* START *
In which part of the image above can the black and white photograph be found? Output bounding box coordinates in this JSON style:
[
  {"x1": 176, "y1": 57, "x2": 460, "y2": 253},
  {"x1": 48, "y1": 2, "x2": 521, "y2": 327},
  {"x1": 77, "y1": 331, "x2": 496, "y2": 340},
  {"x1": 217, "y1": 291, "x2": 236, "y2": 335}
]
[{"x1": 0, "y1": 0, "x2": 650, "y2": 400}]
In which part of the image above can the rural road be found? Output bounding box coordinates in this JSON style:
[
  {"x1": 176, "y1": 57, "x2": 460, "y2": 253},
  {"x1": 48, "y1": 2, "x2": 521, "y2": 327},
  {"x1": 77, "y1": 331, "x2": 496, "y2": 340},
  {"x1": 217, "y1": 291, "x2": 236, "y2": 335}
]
* END *
How many lines in the records above contain the string "JSON", matching case exactly? Reply with the number alone.

2